Rows from a pointing dataset:

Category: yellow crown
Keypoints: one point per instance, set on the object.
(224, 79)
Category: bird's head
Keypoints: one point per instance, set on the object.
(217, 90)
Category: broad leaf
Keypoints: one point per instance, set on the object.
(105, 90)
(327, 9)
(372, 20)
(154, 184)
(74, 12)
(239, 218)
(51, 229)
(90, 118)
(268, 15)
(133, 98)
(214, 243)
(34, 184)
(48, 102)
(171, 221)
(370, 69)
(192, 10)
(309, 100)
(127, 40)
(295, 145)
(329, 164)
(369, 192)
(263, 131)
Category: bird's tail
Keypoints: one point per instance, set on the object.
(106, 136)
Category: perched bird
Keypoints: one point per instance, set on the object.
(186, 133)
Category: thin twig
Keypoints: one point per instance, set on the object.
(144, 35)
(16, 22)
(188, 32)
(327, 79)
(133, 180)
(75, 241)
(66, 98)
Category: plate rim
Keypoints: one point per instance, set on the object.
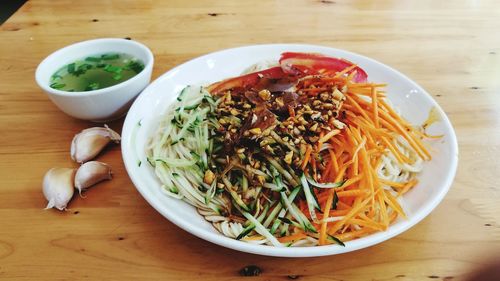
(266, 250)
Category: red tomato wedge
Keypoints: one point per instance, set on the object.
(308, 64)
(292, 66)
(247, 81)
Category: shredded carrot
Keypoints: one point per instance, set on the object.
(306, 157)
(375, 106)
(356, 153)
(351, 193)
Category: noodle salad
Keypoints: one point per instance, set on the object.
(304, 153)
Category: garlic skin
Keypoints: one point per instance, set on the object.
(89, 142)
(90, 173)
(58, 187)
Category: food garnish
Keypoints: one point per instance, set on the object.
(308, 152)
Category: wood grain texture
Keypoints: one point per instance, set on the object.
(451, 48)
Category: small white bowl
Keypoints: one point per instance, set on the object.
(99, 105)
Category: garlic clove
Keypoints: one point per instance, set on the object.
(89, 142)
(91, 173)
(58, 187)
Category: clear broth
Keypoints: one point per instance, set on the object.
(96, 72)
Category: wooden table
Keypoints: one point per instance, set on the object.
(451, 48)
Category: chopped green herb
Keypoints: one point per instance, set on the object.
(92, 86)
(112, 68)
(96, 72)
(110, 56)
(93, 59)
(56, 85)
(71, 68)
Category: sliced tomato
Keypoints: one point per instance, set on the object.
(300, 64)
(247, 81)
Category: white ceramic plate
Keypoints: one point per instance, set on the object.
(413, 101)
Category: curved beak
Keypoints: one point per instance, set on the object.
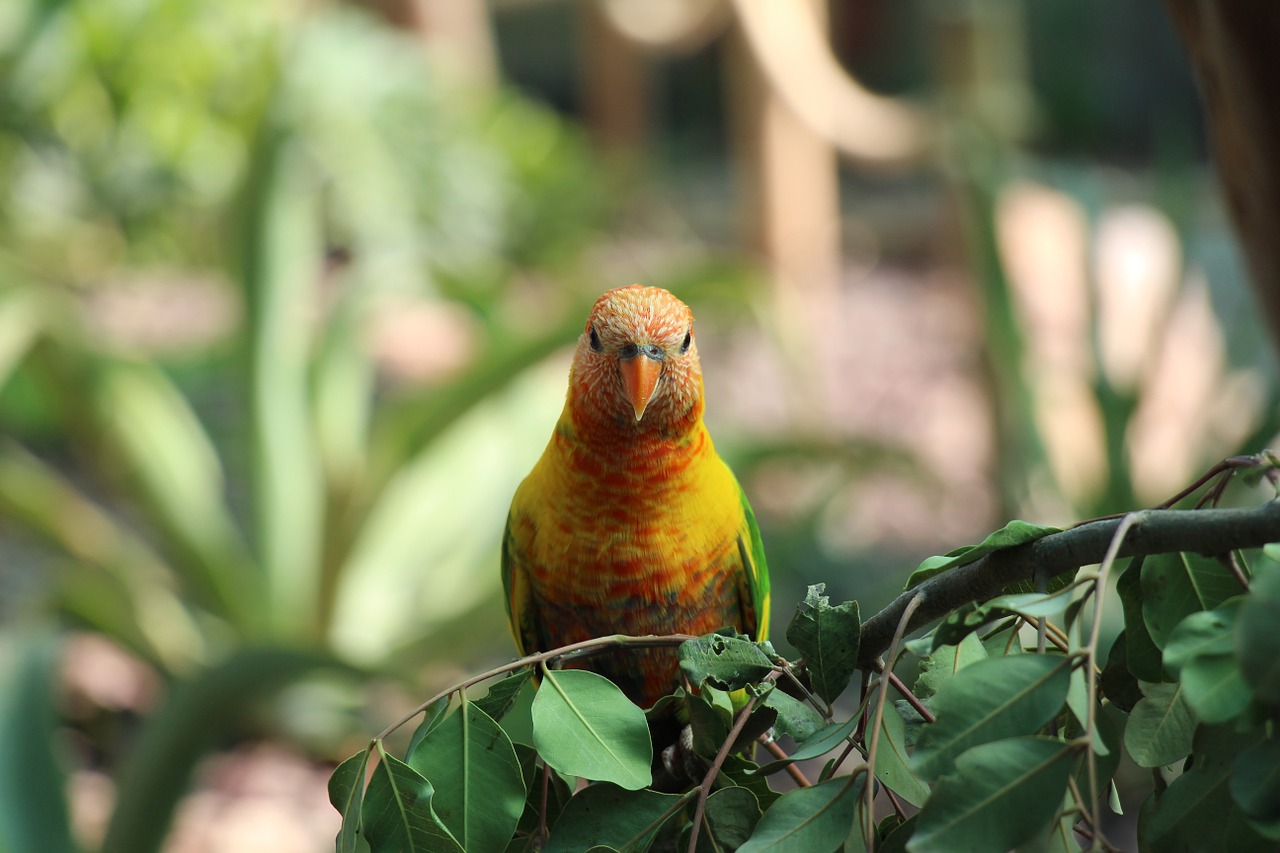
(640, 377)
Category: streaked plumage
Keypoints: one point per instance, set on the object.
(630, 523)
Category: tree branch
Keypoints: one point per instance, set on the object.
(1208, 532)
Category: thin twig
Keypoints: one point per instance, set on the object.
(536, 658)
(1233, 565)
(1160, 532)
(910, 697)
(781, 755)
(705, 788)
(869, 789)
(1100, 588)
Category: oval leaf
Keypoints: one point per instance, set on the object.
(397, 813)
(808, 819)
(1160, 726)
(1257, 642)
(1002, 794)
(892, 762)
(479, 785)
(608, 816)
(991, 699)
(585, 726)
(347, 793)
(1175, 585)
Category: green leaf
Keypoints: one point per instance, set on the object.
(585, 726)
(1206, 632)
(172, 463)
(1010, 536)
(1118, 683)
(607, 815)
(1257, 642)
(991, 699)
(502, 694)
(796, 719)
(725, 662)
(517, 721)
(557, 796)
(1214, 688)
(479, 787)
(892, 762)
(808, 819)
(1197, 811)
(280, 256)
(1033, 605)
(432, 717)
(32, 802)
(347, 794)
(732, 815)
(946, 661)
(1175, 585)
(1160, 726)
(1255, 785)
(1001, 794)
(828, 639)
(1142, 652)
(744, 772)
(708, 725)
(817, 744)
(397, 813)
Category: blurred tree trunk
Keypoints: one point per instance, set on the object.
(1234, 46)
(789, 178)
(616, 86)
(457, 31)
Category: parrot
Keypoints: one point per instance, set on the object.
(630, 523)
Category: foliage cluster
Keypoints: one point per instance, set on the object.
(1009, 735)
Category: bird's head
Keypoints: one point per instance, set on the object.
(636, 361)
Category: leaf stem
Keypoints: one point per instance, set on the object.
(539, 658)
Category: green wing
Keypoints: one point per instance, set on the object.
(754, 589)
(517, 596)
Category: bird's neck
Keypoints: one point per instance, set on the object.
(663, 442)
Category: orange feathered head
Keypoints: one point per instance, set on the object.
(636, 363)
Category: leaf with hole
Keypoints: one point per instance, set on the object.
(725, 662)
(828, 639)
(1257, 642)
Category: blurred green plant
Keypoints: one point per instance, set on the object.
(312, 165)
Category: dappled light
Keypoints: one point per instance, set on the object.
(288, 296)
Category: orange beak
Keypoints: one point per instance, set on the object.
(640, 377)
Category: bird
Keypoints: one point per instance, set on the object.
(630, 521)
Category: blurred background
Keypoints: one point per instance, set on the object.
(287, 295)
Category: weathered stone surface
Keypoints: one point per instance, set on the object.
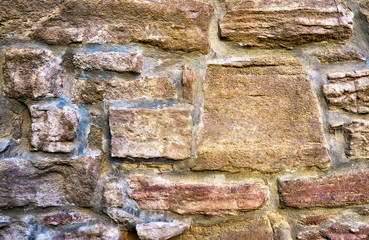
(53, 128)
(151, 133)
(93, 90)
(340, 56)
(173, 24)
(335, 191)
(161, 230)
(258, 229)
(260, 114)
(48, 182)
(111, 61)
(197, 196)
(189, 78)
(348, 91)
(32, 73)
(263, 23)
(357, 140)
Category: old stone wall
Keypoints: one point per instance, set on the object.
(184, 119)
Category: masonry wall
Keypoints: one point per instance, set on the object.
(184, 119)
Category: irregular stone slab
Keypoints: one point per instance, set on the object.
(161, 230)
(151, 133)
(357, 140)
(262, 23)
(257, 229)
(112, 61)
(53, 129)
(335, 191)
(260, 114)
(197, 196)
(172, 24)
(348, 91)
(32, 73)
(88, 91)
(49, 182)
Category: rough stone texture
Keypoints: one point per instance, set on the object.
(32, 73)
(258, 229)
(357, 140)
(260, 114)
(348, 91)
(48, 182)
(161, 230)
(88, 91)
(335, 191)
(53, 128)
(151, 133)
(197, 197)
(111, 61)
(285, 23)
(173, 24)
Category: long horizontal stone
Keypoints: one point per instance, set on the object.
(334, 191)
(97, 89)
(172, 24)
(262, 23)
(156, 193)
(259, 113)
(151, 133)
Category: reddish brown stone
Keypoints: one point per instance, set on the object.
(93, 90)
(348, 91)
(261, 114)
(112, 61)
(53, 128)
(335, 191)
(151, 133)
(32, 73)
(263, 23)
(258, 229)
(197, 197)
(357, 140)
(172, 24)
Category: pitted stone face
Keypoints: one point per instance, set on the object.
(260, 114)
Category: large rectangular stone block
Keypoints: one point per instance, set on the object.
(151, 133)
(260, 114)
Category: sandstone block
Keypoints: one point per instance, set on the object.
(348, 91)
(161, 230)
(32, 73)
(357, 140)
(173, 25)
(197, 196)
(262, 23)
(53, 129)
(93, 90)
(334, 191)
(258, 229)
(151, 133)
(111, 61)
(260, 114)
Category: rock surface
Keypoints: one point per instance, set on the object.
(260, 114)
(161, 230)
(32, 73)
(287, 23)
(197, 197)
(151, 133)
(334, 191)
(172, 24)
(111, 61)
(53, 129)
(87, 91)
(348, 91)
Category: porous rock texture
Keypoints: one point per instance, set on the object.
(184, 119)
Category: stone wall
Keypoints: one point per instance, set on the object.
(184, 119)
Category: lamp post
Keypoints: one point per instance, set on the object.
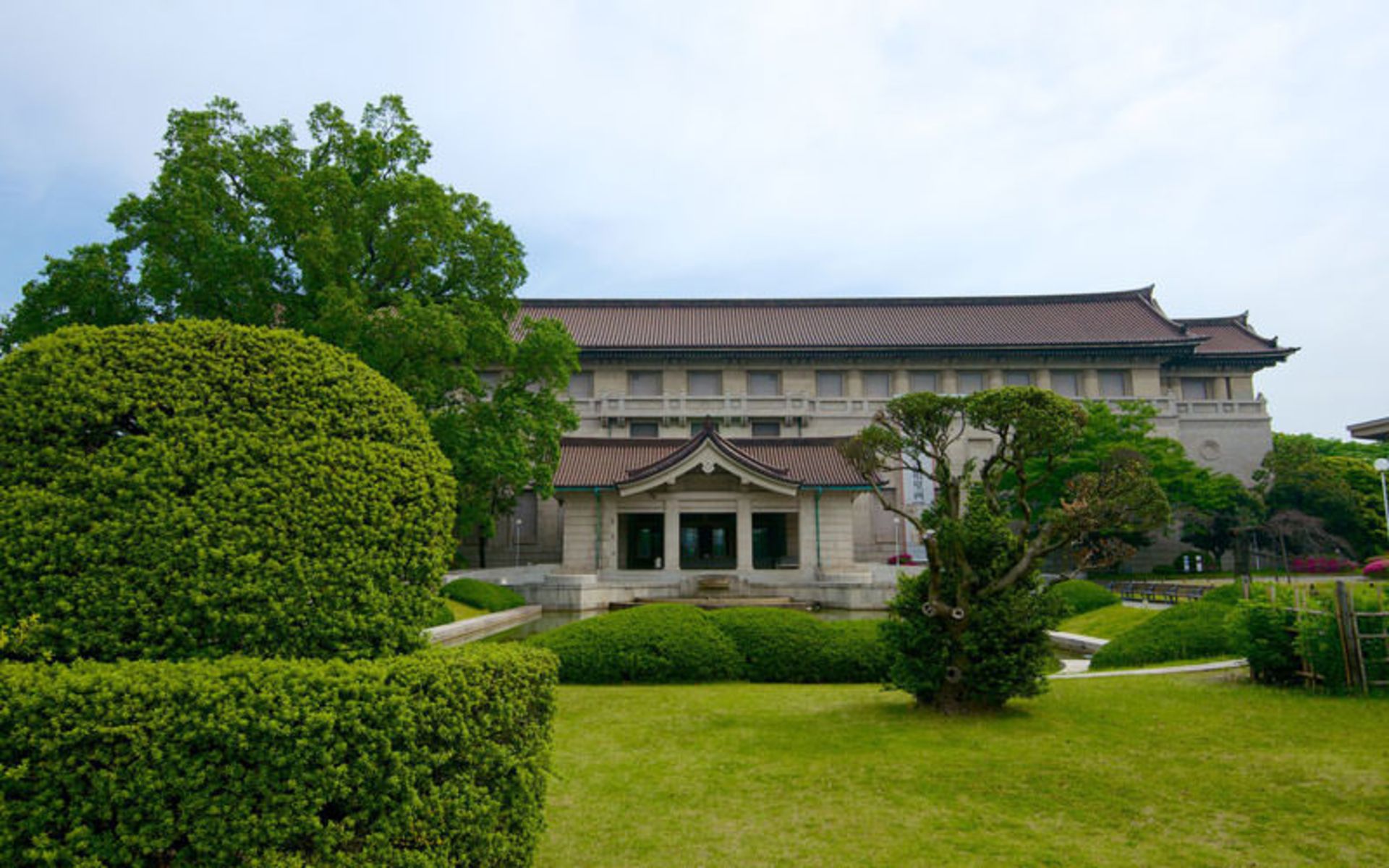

Written request: Only the lines from the one containing "Category: weathered stone surface" through the end of the listing are to be quoted, exactly and with both ends included; pictures are left out.

Complete response:
Category: weathered stone surface
Keypoints: one point per instance, set on the object.
(53, 128)
(151, 133)
(93, 90)
(340, 56)
(173, 24)
(335, 191)
(161, 230)
(258, 229)
(260, 114)
(48, 182)
(111, 61)
(197, 196)
(189, 78)
(348, 91)
(32, 73)
(263, 23)
(357, 140)
Category: old stone wall
Keypoints: one point per instance, set on the object.
(184, 119)
Category: masonry wall
Keypoints: one point per instance, set on the object.
(184, 119)
Category: irregular stone slab
Keypoints: one point per instance, set on the object.
(161, 230)
(151, 133)
(357, 140)
(262, 23)
(257, 229)
(112, 61)
(53, 129)
(335, 191)
(260, 114)
(197, 196)
(172, 24)
(348, 91)
(32, 73)
(88, 91)
(49, 182)
Category: rough stone texture
Keypoints: one point per instance, set on the object.
(32, 73)
(258, 229)
(357, 140)
(260, 114)
(348, 91)
(48, 182)
(161, 230)
(88, 91)
(335, 191)
(53, 128)
(151, 133)
(197, 197)
(111, 61)
(285, 23)
(173, 24)
Category: long horizontal stone
Keypoints: one point per instance, set on the object.
(334, 191)
(97, 89)
(172, 24)
(262, 23)
(156, 193)
(259, 113)
(151, 133)
Category: reddish brown stone
Keypoints: one point per instance, set on the object.
(93, 90)
(348, 91)
(261, 114)
(112, 61)
(53, 128)
(335, 191)
(151, 133)
(32, 73)
(263, 23)
(258, 229)
(197, 197)
(357, 140)
(172, 24)
Category: pitted stone face
Keypoints: one point per instance, set on the object.
(260, 114)
Category: large rectangular stone block
Keypoints: one point per instance, set on the object.
(151, 133)
(260, 114)
Category: sandstone block
Keypoints: one point per instance, set on the object.
(348, 91)
(161, 230)
(32, 73)
(357, 140)
(173, 25)
(197, 196)
(262, 23)
(53, 129)
(93, 90)
(334, 191)
(258, 229)
(151, 133)
(111, 61)
(260, 114)
Category: rock surface
Keypoints: one point per instance, set on the object.
(260, 114)
(161, 230)
(32, 73)
(287, 23)
(197, 197)
(151, 133)
(334, 191)
(172, 24)
(111, 61)
(53, 129)
(87, 91)
(348, 91)
Category: porous rock texture
Keypoints: one point per instance, set on the object.
(184, 119)
Category: stone wall
Keypoints: one point per instance, set on the object.
(184, 119)
Category: lamp post
Keypoints: one point per instance, set on the object.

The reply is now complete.